> **PROBLEM DETAILS**:
Every line containing "dresser" should be identified and copied from the data below.

> **EXTRACTED ENTRIES**:
· · ·

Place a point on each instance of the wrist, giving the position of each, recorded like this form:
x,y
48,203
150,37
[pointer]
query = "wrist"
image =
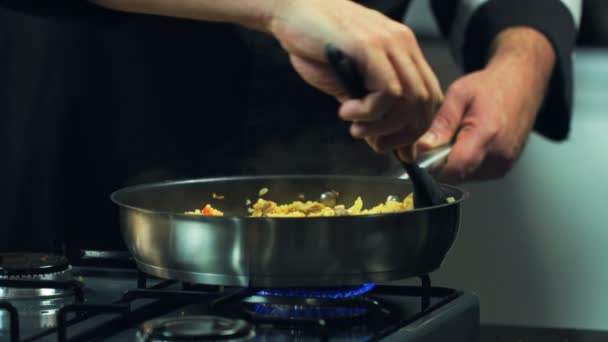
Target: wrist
x,y
526,50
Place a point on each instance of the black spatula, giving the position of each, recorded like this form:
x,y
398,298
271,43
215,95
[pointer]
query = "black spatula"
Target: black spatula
x,y
427,192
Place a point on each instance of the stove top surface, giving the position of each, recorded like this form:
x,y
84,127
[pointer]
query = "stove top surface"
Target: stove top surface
x,y
124,305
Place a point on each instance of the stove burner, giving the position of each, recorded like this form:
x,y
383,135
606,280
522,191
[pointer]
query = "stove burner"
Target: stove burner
x,y
303,313
195,328
13,265
23,275
309,309
333,292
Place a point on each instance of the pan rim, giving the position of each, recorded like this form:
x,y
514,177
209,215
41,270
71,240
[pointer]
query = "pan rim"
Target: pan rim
x,y
464,195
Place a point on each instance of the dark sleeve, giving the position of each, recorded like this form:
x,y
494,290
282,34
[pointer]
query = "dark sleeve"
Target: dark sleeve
x,y
551,17
81,11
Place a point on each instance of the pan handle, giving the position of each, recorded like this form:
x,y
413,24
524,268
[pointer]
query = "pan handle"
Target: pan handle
x,y
430,160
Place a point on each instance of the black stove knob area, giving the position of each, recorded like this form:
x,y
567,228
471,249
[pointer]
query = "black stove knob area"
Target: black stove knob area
x,y
195,329
31,264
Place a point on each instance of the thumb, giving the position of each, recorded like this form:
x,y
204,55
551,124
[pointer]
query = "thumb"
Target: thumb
x,y
445,124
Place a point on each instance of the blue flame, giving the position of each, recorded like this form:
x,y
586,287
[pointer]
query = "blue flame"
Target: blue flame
x,y
285,311
333,293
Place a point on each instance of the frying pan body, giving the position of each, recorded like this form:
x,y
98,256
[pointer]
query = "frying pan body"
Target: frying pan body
x,y
237,250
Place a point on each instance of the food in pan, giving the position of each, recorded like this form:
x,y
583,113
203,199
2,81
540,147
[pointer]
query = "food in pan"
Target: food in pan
x,y
266,208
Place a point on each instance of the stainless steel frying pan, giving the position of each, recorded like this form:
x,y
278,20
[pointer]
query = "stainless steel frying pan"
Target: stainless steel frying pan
x,y
276,252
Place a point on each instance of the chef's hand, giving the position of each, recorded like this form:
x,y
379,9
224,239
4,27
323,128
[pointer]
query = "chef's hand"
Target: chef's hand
x,y
404,93
492,111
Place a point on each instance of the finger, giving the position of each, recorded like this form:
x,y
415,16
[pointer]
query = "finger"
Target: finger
x,y
429,78
446,121
319,75
391,123
405,136
407,153
369,109
467,154
384,85
409,76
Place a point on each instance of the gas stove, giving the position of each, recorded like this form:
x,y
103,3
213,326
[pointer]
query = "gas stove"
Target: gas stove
x,y
43,298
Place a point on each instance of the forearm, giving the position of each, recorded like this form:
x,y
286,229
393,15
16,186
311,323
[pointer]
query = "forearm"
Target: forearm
x,y
528,53
250,13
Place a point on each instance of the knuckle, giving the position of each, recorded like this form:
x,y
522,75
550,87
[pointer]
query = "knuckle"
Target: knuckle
x,y
506,160
406,33
455,90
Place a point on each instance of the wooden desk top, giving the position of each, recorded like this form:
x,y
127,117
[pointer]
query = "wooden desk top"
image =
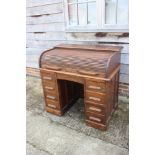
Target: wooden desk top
x,y
90,60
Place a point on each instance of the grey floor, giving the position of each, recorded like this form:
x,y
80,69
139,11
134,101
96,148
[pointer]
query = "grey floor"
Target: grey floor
x,y
48,134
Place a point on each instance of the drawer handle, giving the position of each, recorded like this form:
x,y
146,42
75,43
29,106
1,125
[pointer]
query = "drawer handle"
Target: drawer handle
x,y
52,67
95,109
51,88
51,97
87,72
94,119
51,105
94,87
47,78
94,98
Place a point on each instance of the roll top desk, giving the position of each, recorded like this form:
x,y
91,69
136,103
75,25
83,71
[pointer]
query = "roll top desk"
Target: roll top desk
x,y
69,72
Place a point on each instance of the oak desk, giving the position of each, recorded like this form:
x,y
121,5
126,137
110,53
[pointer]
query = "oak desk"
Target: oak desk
x,y
69,72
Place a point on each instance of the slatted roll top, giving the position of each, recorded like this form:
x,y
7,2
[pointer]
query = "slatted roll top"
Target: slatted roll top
x,y
92,60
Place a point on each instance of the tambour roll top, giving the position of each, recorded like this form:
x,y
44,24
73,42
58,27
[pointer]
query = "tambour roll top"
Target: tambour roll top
x,y
92,60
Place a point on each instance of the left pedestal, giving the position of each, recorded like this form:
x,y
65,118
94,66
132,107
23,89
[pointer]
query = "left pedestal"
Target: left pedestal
x,y
51,93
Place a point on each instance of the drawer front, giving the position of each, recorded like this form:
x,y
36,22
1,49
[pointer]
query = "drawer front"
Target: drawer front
x,y
95,109
95,97
50,87
95,86
52,97
52,104
95,117
47,76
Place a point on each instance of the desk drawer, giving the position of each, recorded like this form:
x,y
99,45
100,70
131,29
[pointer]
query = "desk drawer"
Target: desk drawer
x,y
50,87
95,117
52,104
47,76
52,97
95,108
95,86
95,97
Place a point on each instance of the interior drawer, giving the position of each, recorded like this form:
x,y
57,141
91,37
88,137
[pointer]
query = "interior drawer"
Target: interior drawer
x,y
95,86
95,97
95,108
96,118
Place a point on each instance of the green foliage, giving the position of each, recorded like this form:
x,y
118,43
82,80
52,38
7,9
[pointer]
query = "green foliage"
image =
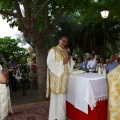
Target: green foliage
x,y
9,47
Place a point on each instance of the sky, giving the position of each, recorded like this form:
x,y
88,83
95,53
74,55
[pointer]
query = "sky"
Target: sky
x,y
5,30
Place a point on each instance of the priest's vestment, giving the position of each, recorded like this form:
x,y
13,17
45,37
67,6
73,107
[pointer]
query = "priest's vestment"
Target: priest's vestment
x,y
58,76
113,79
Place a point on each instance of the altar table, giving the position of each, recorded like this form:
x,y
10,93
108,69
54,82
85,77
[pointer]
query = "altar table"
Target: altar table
x,y
87,97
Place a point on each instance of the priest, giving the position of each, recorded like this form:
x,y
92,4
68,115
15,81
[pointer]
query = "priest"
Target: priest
x,y
113,79
60,64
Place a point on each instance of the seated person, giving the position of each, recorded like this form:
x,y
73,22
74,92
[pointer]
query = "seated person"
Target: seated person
x,y
92,63
102,64
84,63
79,63
113,80
118,60
113,63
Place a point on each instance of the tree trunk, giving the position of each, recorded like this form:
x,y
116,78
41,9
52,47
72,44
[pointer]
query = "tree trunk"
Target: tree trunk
x,y
42,71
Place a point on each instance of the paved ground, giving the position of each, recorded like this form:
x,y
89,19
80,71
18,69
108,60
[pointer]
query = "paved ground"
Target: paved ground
x,y
31,96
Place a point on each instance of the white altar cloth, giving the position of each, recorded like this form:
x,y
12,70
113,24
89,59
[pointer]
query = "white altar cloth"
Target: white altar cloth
x,y
86,89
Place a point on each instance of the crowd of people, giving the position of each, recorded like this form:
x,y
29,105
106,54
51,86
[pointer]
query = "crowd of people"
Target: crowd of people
x,y
60,64
9,72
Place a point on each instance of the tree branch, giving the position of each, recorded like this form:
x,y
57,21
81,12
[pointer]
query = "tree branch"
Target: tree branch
x,y
50,28
18,11
35,7
26,8
41,8
47,20
8,13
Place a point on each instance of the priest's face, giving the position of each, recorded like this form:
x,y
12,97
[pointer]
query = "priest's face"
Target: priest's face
x,y
63,42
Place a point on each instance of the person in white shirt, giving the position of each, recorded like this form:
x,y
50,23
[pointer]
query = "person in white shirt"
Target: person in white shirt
x,y
59,64
102,64
5,102
92,63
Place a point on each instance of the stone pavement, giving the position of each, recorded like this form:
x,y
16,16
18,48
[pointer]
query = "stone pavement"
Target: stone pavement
x,y
31,96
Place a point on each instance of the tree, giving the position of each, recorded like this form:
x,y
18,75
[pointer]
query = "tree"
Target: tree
x,y
9,47
37,21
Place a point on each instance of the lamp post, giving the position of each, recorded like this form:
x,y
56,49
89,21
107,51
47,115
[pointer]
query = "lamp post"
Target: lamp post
x,y
104,15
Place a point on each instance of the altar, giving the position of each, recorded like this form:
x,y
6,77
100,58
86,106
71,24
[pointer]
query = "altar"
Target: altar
x,y
87,97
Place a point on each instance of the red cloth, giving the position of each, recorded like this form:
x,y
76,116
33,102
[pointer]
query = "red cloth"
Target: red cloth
x,y
99,112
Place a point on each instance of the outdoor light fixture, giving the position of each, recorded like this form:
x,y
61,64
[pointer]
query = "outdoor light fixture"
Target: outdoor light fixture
x,y
104,13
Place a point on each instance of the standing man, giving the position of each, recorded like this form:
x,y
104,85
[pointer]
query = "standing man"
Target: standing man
x,y
113,80
59,64
11,66
112,64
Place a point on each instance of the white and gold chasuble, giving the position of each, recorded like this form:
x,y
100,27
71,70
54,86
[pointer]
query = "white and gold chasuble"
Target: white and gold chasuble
x,y
58,71
114,94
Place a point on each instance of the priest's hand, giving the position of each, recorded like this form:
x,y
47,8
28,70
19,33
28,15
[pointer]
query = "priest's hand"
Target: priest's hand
x,y
65,60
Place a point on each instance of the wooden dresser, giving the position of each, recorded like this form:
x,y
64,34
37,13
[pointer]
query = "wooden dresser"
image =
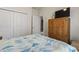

· · ·

> **REPLY**:
Place a point on each instance of the wooden dresser, giving the position of each, recorded like this form:
query = "wooden dresser"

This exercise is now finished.